Requirements: Can you format all of the material below as a Markdown table with two columns, Row and Line, giving each non-blank line its own numbered row and leaving out the blank lines?

Material for this task:
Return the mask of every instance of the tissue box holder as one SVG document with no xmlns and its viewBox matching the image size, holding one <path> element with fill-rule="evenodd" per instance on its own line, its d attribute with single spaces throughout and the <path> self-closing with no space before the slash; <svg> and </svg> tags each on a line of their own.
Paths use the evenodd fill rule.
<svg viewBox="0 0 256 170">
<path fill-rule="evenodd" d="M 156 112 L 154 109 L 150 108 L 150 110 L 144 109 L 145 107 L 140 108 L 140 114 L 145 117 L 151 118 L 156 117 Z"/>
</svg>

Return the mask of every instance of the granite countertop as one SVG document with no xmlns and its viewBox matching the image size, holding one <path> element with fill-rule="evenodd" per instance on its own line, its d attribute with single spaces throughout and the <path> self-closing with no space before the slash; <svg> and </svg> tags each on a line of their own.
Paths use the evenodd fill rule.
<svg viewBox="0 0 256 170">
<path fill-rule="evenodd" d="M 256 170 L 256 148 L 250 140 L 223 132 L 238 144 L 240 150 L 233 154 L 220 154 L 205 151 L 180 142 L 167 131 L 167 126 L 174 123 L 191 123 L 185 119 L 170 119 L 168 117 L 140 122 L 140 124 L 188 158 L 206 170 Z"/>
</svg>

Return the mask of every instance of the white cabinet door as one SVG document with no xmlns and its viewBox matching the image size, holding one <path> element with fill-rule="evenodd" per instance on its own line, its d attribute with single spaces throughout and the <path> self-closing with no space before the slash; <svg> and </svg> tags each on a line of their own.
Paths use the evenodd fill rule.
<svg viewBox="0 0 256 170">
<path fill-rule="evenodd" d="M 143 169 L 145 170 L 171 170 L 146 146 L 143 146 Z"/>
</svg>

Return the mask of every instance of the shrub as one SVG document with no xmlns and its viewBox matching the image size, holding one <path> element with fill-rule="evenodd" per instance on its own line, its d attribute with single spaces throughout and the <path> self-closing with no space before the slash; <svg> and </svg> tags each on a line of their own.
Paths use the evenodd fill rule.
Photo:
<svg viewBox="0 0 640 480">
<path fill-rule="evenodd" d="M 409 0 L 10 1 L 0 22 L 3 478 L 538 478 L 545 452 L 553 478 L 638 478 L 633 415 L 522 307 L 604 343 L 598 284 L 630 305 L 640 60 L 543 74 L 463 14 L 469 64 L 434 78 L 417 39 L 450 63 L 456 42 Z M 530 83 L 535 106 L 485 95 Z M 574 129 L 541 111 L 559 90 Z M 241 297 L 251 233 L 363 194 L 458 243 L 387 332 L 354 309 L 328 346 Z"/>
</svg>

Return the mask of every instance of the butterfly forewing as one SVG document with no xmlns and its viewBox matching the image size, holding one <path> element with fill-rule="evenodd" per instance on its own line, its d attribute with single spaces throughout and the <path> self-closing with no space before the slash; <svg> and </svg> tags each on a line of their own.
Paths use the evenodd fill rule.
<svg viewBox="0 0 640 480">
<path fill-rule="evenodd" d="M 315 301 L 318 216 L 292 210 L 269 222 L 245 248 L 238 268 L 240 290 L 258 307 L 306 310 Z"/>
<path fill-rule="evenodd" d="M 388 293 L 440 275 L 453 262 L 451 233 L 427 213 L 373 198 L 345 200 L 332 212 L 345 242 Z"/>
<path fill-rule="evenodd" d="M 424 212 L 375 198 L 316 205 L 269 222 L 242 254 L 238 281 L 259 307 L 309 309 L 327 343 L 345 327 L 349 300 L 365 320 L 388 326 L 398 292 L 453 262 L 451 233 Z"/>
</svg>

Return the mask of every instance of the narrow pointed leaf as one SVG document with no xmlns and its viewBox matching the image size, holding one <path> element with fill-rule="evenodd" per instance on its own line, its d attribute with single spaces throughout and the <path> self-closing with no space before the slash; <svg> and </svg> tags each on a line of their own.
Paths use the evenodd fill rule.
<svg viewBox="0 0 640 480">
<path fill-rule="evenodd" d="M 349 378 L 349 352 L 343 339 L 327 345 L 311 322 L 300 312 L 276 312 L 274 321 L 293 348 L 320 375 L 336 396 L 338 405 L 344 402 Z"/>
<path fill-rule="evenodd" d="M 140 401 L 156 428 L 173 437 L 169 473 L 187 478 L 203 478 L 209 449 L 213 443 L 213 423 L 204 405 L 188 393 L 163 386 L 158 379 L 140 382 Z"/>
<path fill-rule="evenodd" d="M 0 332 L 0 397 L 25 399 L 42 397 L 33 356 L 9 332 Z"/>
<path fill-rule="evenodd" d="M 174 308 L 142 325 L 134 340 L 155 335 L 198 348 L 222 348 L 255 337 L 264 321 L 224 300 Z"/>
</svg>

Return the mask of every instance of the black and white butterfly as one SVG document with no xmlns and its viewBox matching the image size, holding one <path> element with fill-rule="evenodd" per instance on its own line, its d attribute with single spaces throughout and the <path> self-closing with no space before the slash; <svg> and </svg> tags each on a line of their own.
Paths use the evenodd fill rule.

Task solution:
| Row | Line |
|---|---|
| 1 | Return the mask of every instance of the tissue box holder as one SVG document with no xmlns and its viewBox matching the image size, holding one <path> element with fill-rule="evenodd" per instance on its own line, its d attribute with single spaces throughout and the <path> self-closing with no space before the slash; <svg> and </svg> tags each on a line of their own. |
| 2 | Paths use the evenodd fill rule. |
| 3 | <svg viewBox="0 0 256 170"> |
| 4 | <path fill-rule="evenodd" d="M 156 112 L 154 109 L 150 108 L 150 110 L 144 109 L 145 107 L 140 108 L 140 114 L 145 117 L 151 118 L 156 117 Z"/> |
| 5 | </svg> |
| 6 | Return the mask of every instance of the granite countertop as one SVG document with no xmlns and its viewBox matching the image size, holding one <path> element with fill-rule="evenodd" per instance on its own line, its d attribute with single spaces throughout and the <path> self-closing with no space before the slash; <svg> and </svg> tags each on a line of their own. |
| 7 | Paths use the evenodd fill rule. |
| 8 | <svg viewBox="0 0 256 170"> |
| 9 | <path fill-rule="evenodd" d="M 256 170 L 256 148 L 250 140 L 223 132 L 238 144 L 240 150 L 233 154 L 220 154 L 205 151 L 180 142 L 167 131 L 167 126 L 174 123 L 191 123 L 185 119 L 170 119 L 168 117 L 140 122 L 140 124 L 188 158 L 206 170 Z"/> |
| 10 | </svg> |
| 11 | Return the mask of every instance of the white cabinet door as one SVG document with no xmlns and its viewBox matching the image size, holding one <path> element with fill-rule="evenodd" per instance on its own line, its d attribute with single spaces throughout and the <path> self-closing with no space before the slash; <svg> and </svg> tags each on a line of their own. |
| 12 | Paths use the evenodd fill rule. |
| 13 | <svg viewBox="0 0 256 170"> |
| 14 | <path fill-rule="evenodd" d="M 143 169 L 145 170 L 171 170 L 146 146 L 143 146 Z"/> |
| 15 | </svg> |
| 16 | Return the mask of every instance of the shrub as one SVG document with no xmlns and its viewBox matching the image size, holding one <path> element with fill-rule="evenodd" per instance on its own line, its d attribute with single spaces throughout and the <path> self-closing with no space before the slash; <svg> and </svg> tags each on a line of their own. |
| 17 | Paths use the evenodd fill rule. |
| 18 | Photo: |
| 19 | <svg viewBox="0 0 640 480"> |
| 20 | <path fill-rule="evenodd" d="M 409 0 L 10 1 L 0 22 L 3 478 L 538 478 L 545 452 L 553 478 L 638 478 L 633 415 L 522 307 L 604 343 L 598 284 L 630 305 L 640 60 L 543 74 L 463 14 L 469 64 L 434 78 L 417 39 L 450 63 L 456 42 Z M 530 83 L 535 106 L 485 95 Z M 574 129 L 541 111 L 559 90 Z M 241 297 L 251 233 L 363 194 L 458 243 L 387 332 L 354 309 L 328 346 Z"/> |
| 21 | </svg> |
| 22 | Return the mask of every instance of the butterfly forewing as one SVG document with no xmlns and its viewBox matching the image size, holding one <path> element with fill-rule="evenodd" per instance on its own line, its d attribute with single spaces throughout and the <path> self-closing with no space before the slash; <svg> and </svg> tags each on a line of their own. |
| 23 | Paths use the evenodd fill rule. |
| 24 | <svg viewBox="0 0 640 480"> |
| 25 | <path fill-rule="evenodd" d="M 315 301 L 318 216 L 292 210 L 269 222 L 245 248 L 238 268 L 240 290 L 258 307 L 306 310 Z"/> |
| 26 | <path fill-rule="evenodd" d="M 388 293 L 440 275 L 453 262 L 451 233 L 427 213 L 373 198 L 345 200 L 332 212 L 345 242 Z"/> |
| 27 | <path fill-rule="evenodd" d="M 424 212 L 375 198 L 316 205 L 269 222 L 242 254 L 238 281 L 259 307 L 309 309 L 327 343 L 345 327 L 349 300 L 365 320 L 388 326 L 398 292 L 453 262 L 451 233 Z"/> |
| 28 | </svg> |
| 29 | Return the mask of every instance of the narrow pointed leaf as one SVG document with no xmlns and its viewBox matching the image size, holding one <path> element with fill-rule="evenodd" per instance on its own line, its d attribute with single spaces throughout and the <path> self-closing with no space before the slash; <svg> and </svg> tags each on a line of their own. |
| 30 | Paths use the evenodd fill rule. |
| 31 | <svg viewBox="0 0 640 480"> |
| 32 | <path fill-rule="evenodd" d="M 349 378 L 349 352 L 343 339 L 327 345 L 311 322 L 300 312 L 276 312 L 274 321 L 293 348 L 320 375 L 336 396 L 338 405 L 344 402 Z"/> |
| 33 | <path fill-rule="evenodd" d="M 140 401 L 156 428 L 173 437 L 169 473 L 187 478 L 203 478 L 209 449 L 213 443 L 213 423 L 204 405 L 188 393 L 163 386 L 158 379 L 140 382 Z"/> |
| 34 | <path fill-rule="evenodd" d="M 0 332 L 0 397 L 25 399 L 42 397 L 33 356 L 9 332 Z"/> |
| 35 | <path fill-rule="evenodd" d="M 174 308 L 142 325 L 134 340 L 155 335 L 198 348 L 222 348 L 255 337 L 264 321 L 224 300 Z"/> |
| 36 | </svg> |
| 37 | Return the mask of every instance of the black and white butterfly as one SVG document with no xmlns and its viewBox matching the image size, holding one <path> element with fill-rule="evenodd" per instance on its own line, its d attribute with single spaces throughout and the <path> self-closing with no space before the slash; <svg> and </svg> tags each on a line of their own. |
| 38 | Paths use the evenodd fill rule. |